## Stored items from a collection
****************

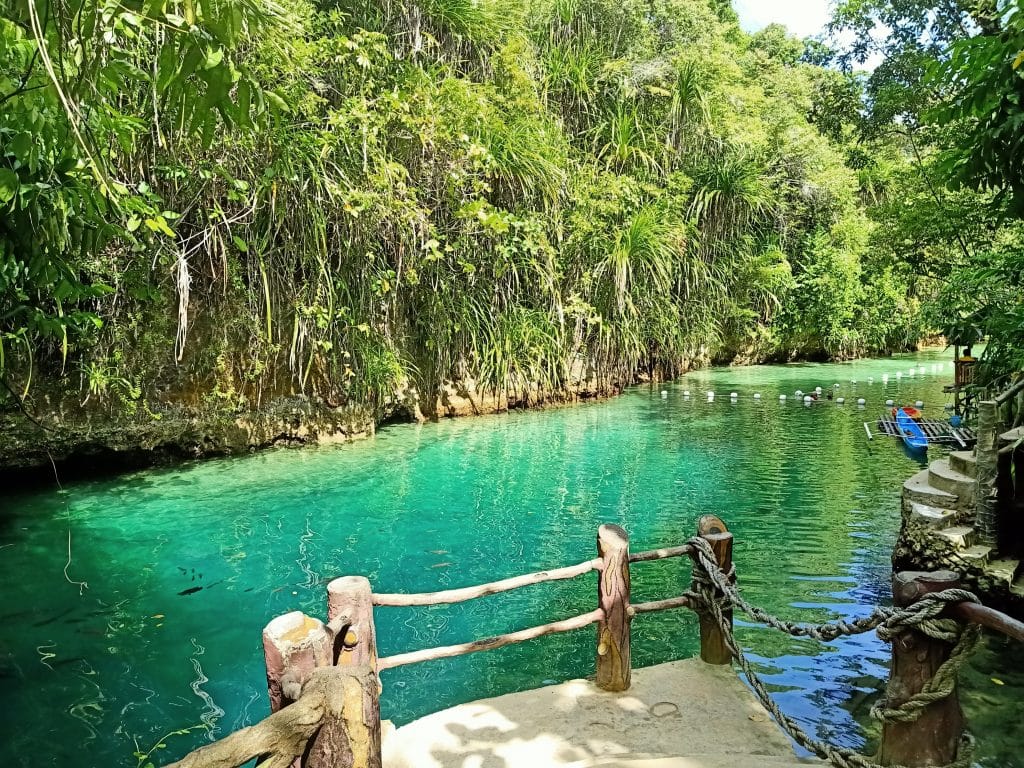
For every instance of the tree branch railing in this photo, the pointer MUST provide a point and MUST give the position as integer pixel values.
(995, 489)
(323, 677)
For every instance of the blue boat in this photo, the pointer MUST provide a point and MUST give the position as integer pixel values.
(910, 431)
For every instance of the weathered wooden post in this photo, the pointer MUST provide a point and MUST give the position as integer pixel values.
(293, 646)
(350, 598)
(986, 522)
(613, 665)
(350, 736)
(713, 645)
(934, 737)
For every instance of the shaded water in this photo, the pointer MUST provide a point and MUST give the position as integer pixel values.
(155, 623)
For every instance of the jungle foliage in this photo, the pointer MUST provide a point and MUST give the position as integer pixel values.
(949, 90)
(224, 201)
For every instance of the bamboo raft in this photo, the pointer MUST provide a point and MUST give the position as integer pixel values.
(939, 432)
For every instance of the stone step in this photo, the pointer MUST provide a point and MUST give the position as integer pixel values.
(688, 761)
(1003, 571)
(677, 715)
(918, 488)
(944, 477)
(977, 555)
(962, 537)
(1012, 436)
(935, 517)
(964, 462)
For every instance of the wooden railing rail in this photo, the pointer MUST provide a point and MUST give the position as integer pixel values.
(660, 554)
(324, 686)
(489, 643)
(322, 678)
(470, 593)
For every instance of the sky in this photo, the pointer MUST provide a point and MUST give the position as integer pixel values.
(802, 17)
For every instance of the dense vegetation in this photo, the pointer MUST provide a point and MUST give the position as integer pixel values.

****************

## Objective
Reproduce the whole listing with every occurrence of "pointer" swapped for "annotator" and all other text left unchanged. Leave out the picture lines.

## Solution to the problem
For every instance of the tree branch railing in this photo, the annotator MUST provide a point and MUST give the position as integer pixel values.
(995, 489)
(323, 677)
For every instance of the blue boat in this photo, the annotator MUST provide a point and MUST give the position as integer pixel values.
(910, 431)
For every instance of the weathered wooden post in this photo, the annotator MUST provide a point and MUST give the position as integer pixel values.
(293, 646)
(350, 598)
(986, 522)
(613, 665)
(350, 736)
(713, 645)
(934, 737)
For every instance of the shaded water in this photo, the annotator MUST provide a point and MUST give the position as integer pixel values.
(155, 623)
For every instance of the jungle foliage in this photo, the annotator MUST provide a point and MUST give the position as integer pixel values.
(949, 90)
(224, 201)
For every instance of the bamboo raft in this photo, the annotator MUST provide a point and MUST give the position as integer pixel values.
(939, 432)
For every instance of the stone step in this photo, the annotator MUST provide a point and MUST give the position as integer pixel values.
(688, 761)
(1003, 571)
(677, 715)
(918, 488)
(944, 477)
(977, 555)
(962, 537)
(1012, 436)
(935, 517)
(964, 462)
For every instance of the wooden railing rail in this photo, the annotator MUST provide a point and MUST give the position as integer pixel values.
(660, 554)
(324, 686)
(489, 643)
(322, 678)
(470, 593)
For every instance of the sky in this photo, the annotator MUST provide a point and MUST give the position as integer pixel values.
(802, 17)
For every instance of the dense vegetation in this photo, the annotator MUST provide a point and MUST give the position as integer pixel values.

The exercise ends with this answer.